** Start Given records **

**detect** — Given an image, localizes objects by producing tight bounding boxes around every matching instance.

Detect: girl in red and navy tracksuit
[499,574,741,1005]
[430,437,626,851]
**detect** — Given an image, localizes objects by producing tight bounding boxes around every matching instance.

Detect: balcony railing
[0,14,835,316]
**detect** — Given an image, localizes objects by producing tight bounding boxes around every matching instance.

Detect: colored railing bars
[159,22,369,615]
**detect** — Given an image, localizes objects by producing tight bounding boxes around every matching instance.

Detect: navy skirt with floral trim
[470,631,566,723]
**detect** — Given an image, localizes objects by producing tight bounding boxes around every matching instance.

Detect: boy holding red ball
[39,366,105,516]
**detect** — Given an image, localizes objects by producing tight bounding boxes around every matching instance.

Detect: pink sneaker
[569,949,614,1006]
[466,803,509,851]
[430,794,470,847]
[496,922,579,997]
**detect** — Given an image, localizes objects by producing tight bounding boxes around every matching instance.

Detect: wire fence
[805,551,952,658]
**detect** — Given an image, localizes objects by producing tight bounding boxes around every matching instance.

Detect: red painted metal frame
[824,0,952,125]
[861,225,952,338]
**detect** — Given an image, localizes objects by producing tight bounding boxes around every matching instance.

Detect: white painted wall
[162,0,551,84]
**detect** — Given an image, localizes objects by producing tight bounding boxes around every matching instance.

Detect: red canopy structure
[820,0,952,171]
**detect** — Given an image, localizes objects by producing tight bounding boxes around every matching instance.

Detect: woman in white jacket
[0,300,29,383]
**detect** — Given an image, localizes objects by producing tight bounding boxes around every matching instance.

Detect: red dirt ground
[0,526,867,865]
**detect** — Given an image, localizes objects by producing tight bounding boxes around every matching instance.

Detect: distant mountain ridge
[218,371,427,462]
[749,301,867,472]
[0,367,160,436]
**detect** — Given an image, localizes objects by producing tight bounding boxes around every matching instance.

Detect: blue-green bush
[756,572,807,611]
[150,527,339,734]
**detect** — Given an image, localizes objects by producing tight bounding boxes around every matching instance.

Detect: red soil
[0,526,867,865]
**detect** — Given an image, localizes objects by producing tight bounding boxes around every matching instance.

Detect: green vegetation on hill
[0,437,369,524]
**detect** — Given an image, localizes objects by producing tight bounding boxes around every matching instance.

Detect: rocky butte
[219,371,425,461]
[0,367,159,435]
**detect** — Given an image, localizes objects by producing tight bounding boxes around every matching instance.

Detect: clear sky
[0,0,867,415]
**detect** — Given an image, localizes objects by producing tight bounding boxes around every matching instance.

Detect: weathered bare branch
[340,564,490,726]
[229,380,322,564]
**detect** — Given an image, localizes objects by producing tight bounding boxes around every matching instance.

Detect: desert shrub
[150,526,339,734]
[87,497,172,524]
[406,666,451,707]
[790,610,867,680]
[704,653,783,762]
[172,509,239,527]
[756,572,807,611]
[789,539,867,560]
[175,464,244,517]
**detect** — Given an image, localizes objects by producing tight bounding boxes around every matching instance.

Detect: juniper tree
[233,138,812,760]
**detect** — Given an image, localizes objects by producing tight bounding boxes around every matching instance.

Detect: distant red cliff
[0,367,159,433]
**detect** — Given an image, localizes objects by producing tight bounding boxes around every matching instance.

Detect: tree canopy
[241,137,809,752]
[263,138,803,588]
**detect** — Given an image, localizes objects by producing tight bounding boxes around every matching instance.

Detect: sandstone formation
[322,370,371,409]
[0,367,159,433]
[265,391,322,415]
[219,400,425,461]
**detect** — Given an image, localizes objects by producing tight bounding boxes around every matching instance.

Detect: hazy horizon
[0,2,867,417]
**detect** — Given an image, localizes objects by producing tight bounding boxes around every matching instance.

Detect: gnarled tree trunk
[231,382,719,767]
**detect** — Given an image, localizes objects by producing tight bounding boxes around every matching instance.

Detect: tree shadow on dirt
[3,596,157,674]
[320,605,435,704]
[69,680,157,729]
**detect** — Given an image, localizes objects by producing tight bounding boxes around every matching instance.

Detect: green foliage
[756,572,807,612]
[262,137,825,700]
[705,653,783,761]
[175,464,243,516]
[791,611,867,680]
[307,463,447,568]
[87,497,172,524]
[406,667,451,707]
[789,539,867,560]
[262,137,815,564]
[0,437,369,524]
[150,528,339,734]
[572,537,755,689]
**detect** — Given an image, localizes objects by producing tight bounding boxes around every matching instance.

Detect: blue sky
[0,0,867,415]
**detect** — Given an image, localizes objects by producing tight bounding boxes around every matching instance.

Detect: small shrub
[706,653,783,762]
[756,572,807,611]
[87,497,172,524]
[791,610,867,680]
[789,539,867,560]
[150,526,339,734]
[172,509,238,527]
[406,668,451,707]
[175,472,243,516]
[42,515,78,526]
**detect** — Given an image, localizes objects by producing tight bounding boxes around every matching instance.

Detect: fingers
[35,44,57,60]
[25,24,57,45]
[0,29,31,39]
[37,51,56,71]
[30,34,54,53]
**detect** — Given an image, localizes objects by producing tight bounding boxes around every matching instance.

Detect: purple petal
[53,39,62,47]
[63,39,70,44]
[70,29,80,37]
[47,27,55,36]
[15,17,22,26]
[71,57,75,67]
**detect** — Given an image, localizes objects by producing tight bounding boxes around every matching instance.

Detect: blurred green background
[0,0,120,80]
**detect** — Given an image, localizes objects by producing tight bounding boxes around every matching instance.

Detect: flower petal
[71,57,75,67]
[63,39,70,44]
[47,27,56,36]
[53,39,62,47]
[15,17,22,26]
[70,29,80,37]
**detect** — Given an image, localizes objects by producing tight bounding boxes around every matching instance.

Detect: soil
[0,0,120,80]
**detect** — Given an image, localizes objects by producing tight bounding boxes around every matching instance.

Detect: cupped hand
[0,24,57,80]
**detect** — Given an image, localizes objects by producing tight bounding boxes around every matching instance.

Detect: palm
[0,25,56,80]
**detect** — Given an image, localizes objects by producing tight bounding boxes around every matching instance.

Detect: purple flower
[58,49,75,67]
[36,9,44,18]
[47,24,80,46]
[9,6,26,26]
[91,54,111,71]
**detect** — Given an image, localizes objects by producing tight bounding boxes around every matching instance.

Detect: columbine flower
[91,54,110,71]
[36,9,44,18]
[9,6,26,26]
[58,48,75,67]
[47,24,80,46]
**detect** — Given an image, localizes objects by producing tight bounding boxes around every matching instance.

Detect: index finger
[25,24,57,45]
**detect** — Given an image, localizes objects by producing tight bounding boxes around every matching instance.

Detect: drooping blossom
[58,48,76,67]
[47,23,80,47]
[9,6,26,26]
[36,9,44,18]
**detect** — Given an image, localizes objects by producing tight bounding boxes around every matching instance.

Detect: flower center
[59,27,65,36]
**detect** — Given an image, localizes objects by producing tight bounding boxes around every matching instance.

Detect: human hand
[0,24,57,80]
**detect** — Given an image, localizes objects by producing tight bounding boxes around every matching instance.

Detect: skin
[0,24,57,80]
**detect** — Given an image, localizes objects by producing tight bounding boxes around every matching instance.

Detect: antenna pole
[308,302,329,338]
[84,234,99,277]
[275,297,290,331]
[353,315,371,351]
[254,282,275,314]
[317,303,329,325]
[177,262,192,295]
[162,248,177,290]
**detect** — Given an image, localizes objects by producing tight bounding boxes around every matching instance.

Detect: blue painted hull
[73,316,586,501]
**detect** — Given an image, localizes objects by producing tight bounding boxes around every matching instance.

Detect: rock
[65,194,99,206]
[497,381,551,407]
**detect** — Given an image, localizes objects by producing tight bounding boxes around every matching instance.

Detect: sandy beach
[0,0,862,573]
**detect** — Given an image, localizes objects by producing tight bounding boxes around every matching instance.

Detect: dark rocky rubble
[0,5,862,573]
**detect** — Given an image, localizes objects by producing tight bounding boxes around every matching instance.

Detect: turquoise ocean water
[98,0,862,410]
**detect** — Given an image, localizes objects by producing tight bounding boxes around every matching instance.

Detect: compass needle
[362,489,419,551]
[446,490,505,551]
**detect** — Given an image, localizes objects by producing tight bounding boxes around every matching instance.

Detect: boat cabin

** End Given records **

• [Stated exercise]: Can you find every line in the listing above that contains the string "flower", matching case exactly, and copy each of those lines in full?

• [Answer for this exercise]:
Detect: flower petal
Detect: purple flower
Detect: columbine flower
Detect: flower center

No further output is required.